> Given exercise a: Print the passage on the SNP and Scottish independence in full, word for word.

> Document excerpt:
......
That is more space about Labour than it currently deserves.

Meantime it is foolish to deny there is something of a crisis of confidence in the Independence movement.

Every three months or so, for almost the past three years, I have published that I am yet to hear one single post-referendum statement or speech by a senior SNP figure explaining the advantages of Independence. Well, I still haven’t. Having conclusively proven in a dismal Westminster campaign that not mentioning the benefits of Independence is a seat loser, the SNP is resolutely continuing not to mention the benefits of Independence.

There has however been a change. Before the Westminster election, the SNP would not talk about Independence but would talk about the tactics of achieving Independence, principally referendum timing. Now they have a new tactic of never mentioning Independence at all. Instead they concentrate exclusively on good governance within the Union.

Personally I have no interest at all in pretending that the glorified regional council at the bottom of Holyrood Road is a national parliament, when it is not even consulted on whether the nation goes to war, cannot stop forced deportations of valued residents from local communities, and cannot prevent extradition of citizens to face English courts (I am myself up in the English High Court on a libel charge soon). We do not really have a Scottish parliament or a Scottish government. We have a glorified council.
......
> Dataset rows:

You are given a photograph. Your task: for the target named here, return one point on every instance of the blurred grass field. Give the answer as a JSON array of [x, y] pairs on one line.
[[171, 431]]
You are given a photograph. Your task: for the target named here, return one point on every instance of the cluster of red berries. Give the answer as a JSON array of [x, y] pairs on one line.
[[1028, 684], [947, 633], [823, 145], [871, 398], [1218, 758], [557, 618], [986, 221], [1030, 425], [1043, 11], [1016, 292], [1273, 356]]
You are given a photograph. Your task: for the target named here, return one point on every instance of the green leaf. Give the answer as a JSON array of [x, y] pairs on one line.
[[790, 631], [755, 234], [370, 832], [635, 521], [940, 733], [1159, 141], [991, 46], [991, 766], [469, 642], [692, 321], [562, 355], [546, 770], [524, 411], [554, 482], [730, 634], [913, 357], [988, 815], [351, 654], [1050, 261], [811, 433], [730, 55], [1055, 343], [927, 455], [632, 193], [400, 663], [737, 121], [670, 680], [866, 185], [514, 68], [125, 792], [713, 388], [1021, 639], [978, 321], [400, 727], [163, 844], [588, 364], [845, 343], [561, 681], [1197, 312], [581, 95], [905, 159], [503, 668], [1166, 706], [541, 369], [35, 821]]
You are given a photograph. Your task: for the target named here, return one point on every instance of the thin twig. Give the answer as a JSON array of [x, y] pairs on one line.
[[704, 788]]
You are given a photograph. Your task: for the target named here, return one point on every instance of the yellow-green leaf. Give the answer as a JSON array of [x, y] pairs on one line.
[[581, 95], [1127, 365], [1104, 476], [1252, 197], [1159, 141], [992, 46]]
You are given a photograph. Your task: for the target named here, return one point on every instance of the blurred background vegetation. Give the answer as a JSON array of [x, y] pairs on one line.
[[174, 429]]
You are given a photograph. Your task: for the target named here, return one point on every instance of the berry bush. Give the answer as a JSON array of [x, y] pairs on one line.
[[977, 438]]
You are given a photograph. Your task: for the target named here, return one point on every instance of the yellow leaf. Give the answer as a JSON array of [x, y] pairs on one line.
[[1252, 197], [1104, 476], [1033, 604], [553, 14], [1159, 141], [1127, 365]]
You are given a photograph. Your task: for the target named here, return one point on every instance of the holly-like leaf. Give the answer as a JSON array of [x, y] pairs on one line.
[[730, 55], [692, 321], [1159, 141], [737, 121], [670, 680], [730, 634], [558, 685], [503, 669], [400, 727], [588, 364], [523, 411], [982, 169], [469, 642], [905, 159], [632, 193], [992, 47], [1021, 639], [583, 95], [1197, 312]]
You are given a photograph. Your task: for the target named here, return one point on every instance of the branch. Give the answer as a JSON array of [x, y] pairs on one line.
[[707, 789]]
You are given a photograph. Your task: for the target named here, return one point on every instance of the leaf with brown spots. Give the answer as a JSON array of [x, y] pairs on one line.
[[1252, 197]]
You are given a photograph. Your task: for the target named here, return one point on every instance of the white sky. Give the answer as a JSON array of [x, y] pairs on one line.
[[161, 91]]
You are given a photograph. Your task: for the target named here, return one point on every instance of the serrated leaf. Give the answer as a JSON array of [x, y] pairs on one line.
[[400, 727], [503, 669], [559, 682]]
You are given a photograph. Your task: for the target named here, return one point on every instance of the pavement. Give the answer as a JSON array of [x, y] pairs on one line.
......
> Given exercise b: Turn the entries, from their first line through the line containing "292], [1273, 356]]" (both lines included), into a JSON list of strings with one string per line and no blank lines.

> Task response a:
That is more space about Labour than it currently deserves.

Meantime it is foolish to deny there is something of a crisis of confidence in the Independence movement.

Every three months or so, for almost the past three years, I have published that I am yet to hear one single post-referendum statement or speech by a senior SNP figure explaining the advantages of Independence. Well, I still haven’t. Having conclusively proven in a dismal Westminster campaign that not mentioning the benefits of Independence is a seat loser, the SNP is resolutely continuing not to mention the benefits of Independence.

There has however been a change. Before the Westminster election, the SNP would not talk about Independence but would talk about the tactics of achieving Independence, principally referendum timing. Now they have a new tactic of never mentioning Independence at all. Instead they concentrate exclusively on good governance within the Union.

Personally I have no interest at all in pretending that the glorified regional council at the bottom of Holyrood Road is a national parliament, when it is not even consulted on whether the nation goes to war, cannot stop forced deportations of valued residents from local communities, and cannot prevent extradition of citizens to face English courts (I am myself up in the English High Court on a libel charge soon). We do not really have a Scottish parliament or a Scottish government. We have a glorified council.

> Task response b:
[
  "You are given a photograph. Your task: for the target named here, return one point on every instance of the blurred grass field. Give the answer as a JSON array of [x, y] pairs on one line.",
  "[[171, 431]]",
  "You are given a photograph. Your task: for the target named here, return one point on every instance of the cluster of red berries. Give the answer as a JSON array of [x, y] pairs on one line.",
  "[[1028, 684], [947, 633], [823, 145], [871, 398], [1218, 758], [557, 618], [986, 221], [1030, 425], [1043, 11], [1016, 292], [1273, 356]]"
]